**WHAT IS REQUIRED**
Please write out the data exactly, line by line.

Top of RECORDS TO USE

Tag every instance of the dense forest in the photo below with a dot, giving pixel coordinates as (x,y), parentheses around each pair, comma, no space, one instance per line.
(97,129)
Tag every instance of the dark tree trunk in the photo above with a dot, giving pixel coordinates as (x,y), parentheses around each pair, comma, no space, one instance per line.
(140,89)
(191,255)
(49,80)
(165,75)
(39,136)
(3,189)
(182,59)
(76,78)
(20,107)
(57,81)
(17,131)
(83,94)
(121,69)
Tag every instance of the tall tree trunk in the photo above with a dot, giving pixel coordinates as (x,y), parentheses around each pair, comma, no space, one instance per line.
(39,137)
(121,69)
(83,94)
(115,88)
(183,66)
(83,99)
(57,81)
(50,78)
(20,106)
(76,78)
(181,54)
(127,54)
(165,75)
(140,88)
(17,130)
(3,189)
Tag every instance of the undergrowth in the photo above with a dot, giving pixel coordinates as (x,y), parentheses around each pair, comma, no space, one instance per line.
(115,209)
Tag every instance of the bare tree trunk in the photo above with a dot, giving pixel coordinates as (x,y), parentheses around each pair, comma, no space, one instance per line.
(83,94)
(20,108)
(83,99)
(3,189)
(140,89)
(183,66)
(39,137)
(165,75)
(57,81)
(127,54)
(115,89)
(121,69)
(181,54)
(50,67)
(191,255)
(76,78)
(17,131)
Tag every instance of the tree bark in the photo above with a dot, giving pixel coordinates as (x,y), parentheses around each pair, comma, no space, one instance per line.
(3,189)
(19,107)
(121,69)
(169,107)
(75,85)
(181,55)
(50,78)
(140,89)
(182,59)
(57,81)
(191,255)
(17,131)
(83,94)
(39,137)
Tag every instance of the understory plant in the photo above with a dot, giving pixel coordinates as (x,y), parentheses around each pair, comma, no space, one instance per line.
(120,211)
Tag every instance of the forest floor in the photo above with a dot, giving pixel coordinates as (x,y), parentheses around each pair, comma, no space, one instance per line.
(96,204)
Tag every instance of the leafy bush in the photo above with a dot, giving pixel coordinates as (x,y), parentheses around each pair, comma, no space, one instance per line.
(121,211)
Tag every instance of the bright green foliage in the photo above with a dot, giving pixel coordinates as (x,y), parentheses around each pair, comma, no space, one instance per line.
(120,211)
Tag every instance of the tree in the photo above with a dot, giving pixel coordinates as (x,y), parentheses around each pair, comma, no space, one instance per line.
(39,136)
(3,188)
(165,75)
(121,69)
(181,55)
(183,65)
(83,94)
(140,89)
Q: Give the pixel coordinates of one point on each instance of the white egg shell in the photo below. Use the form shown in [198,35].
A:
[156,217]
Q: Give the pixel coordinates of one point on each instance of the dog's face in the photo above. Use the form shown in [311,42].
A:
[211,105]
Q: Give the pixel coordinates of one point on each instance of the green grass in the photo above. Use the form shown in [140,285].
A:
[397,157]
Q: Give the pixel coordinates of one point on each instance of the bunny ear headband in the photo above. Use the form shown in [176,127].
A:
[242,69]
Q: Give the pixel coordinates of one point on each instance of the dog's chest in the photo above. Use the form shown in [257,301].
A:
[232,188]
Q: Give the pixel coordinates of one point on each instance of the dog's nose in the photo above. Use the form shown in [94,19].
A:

Bottom of RECORDS TO USE

**EXERCISE SOLUTION**
Tag every instance of the dense forest in the photo below with a dot, giving pixel coordinates as (x,y), parentheses around each pair, comma, no space, one instance per line.
(97,129)
Tag every instance of the dark tree trunk in the photo above with a dot, giving pixel coordinates as (x,y), parentheses around each pair, comma, no space, one instance per line.
(140,89)
(191,255)
(49,80)
(165,75)
(39,136)
(3,189)
(182,59)
(76,78)
(20,107)
(57,81)
(17,131)
(83,94)
(121,69)
Tag every instance of the tall tree trunk in the photo above with a dot, giving pixel coordinates as (x,y), parentheses around each pair, comma, no space, one instance per line.
(39,137)
(121,69)
(83,94)
(115,88)
(183,66)
(83,99)
(57,81)
(50,78)
(20,106)
(76,78)
(181,54)
(127,54)
(165,75)
(140,88)
(17,130)
(3,189)
Tag every instance of the undergrowth in the photo above with a dot, giving pixel coordinates as (x,y), parentheses around each pair, comma, no space, one instance per line.
(115,209)
Tag every instance of the bare tree trunk in the photo above with a dot, giving pixel coordinates as (x,y), parentheses around each pair, comma, no space, one instance per line.
(83,94)
(20,108)
(83,99)
(3,189)
(140,89)
(183,66)
(39,137)
(165,75)
(57,81)
(127,54)
(115,89)
(121,69)
(181,54)
(50,67)
(191,255)
(76,78)
(17,131)
Tag every instance of the tree bark in the photo above with a dot, giving pixel coordinates as (x,y), parentheses around each pair, comma, no space, one instance per line.
(3,189)
(19,107)
(121,69)
(169,107)
(75,85)
(181,55)
(50,78)
(140,89)
(182,59)
(57,81)
(191,255)
(17,131)
(83,94)
(39,137)
Tag every instance of the understory plant in the photo above with a dot, giving pixel coordinates as (x,y), parentheses around each pair, comma, no space, one instance per line.
(120,211)
Tag every instance of the forest floor in the photo above with a dot, giving pixel coordinates as (x,y), parentheses around each pair, comma, no space, one instance per line.
(96,204)
Tag every instance of the leafy bush in the photo above with a dot, giving pixel coordinates as (x,y), parentheses around each pair, comma, no space, one instance per line.
(121,211)
Tag every instance of the bright green foliage in the photo above with a dot, giving pixel coordinates as (x,y), parentheses around each pair, comma, no space, one instance per line.
(120,211)
Tag every instance of the tree in the photo above with a dot, giving pixel coordinates as (x,y), parentheses around each pair, comma, no space, one instance per line.
(39,136)
(3,188)
(165,75)
(121,69)
(181,55)
(183,65)
(83,94)
(140,89)
Q: Give the pixel coordinates of one point on each instance of the white egg shell in the photo below. Use the form shown in [198,35].
A:
[156,217]
Q: Give the pixel coordinates of one point on each instance of the dog's face in the photo above. Use the form shown in [311,42].
A:
[211,105]
Q: Give the pixel coordinates of one point on each instance of the green grass in the photo above. Use the form shown in [140,285].
A:
[397,157]
Q: Give the pixel coordinates of one point on each instance of the bunny ear headband in the photo above. Use the form shown in [176,127].
A:
[242,69]
Q: Give the pixel coordinates of one point on each instance of the dog's chest in the photo above. Use the form shown in [257,301].
A:
[232,188]
Q: Give the pixel coordinates of one point on each instance of the dog's nose in the photo above. Use the form shown in [94,19].
A:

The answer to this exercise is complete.